> _STATED PROBLEM_:
Please pull every line of text out of the rows below, unchanged and in order, leaving the pictures out of your answer.

> _LISTED ENTRIES_:

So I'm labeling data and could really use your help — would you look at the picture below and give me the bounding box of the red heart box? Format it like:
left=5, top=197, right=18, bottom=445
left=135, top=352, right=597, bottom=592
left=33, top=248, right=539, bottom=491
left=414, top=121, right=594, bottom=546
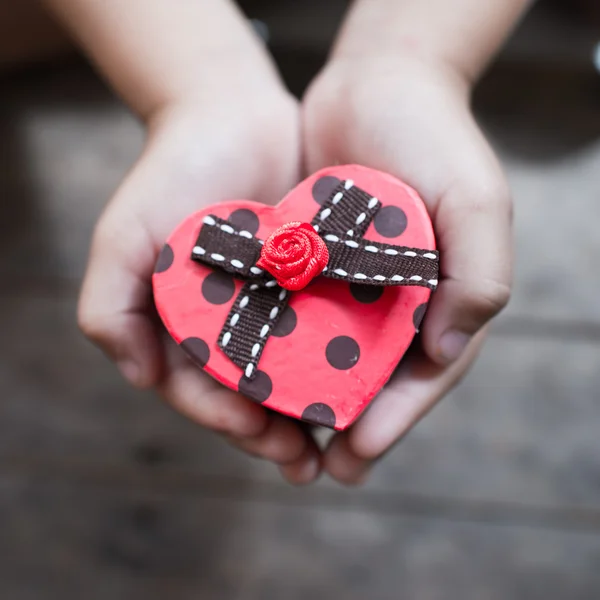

> _SOLUTION FOR THIS PROBLEM_:
So I'm labeling data and could really use your help — would you look at the picture below and give me the bounding box of the red heart box? Format it like:
left=5, top=197, right=18, bottom=445
left=135, top=352, right=597, bottom=592
left=33, top=248, right=539, bottom=491
left=414, top=121, right=594, bottom=546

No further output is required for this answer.